***** Selected extract
Below is modeling of the ratios presuming $35,000/$45,000 for undergraduate/graduate tuition respectively:

5,000 undergraduates, 1,000 graduate students: $220,000,000 ($220 million/year)
5,000 undergraduates, 3,000 graduate students: $310,000,000 ($310 million/year)
7,000 undergraduates, 500 graduate students: $267,500,000 ($267.5 million/year)
7,000 undergraduates, 1,000 graduate students: $290,000,000 ($290 million/year)
8,000 undergraduates, 2,000 graduate students: $370,000,000 ($370 million/year)
10,000 undergraduates, 500 graduate students: $372,500,000 ($372.5 million/year)
10,000 undergraduates, 1,000 graduate students: $395,000,000 ($395 million/year)
10,000 undergraduates, 3,000 graduate students:      $485,000,000 ($485 million/year)
10,000 undergraduates, 5,000 graduate students: $575,000,000 ($575 million/year)
15,000 undergraduates, 1,000 graduate students: $570,000,000 ($570 million/year)
15,000 undergraduates, 3,000 graduate students: $660,000,000 ($660 million/year)

Grants / Government Loans

We will be eligible for a substantial amount of grant funding. Our goal would be arranging specific grants tailored to our project by coordinating with local, state, and federal governmental agencies.

Grants are tailored for specific research purposes by specific institutions. As such, universities receive billions in federal funding each year. The federal government spent $54 billion on research within universities in 2022. And the federal government also spends billions in financial aid to assist students in meeting tuition costs (such as through Pell Grants, not to mention federally-backed student loans).

However, for the purposes of financing, it is worthwhile to note some generally applicable grant sources.

As you will note, many of the generally-applicable grants are not for projects of this size (hence, the need to source tailored grants). However, the amounts are significant steps toward the upfront capital needed to fund renovations, and thus indirectly an important part as a down-payment making our bids for real estate possible.

The California Educational Facilities Authority (CEFA)
**********
:: Exercise description ::
Answer these questions from the funding plan excerpt above:
1. What annual tuition does the modeling assume for undergraduate and for graduate students?
2. What projected yearly figure is given for 10,000 undergraduates and 1,000 graduate students?
3. How much did the federal government spend on research within universities in 2022?
***** Data block
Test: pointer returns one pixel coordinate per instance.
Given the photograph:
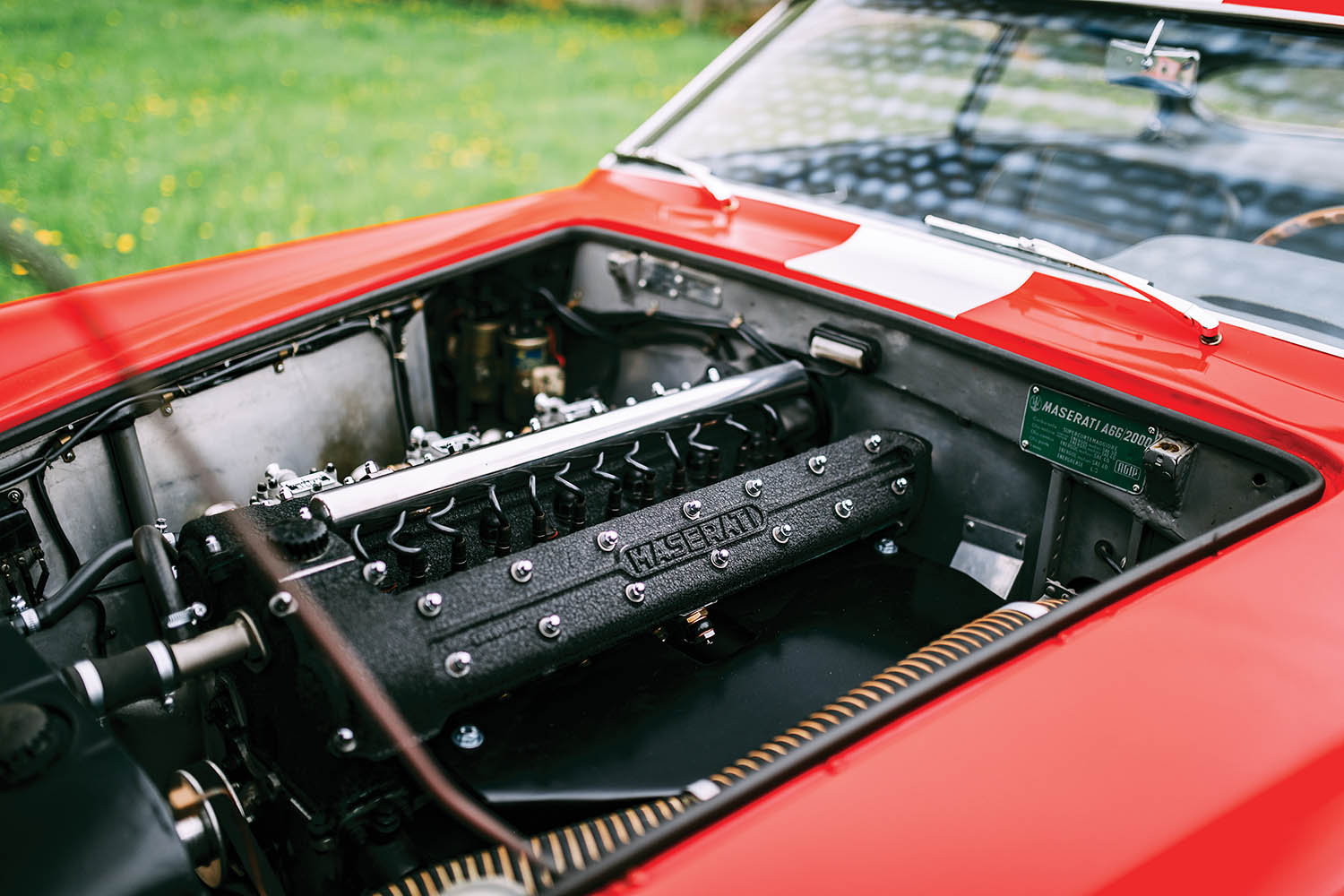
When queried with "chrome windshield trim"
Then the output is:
**********
:: Task answer ::
1. $35,000 for undergraduates and $45,000 for graduate students.
2. $395,000,000 ($395 million/year).
3. $54 billion.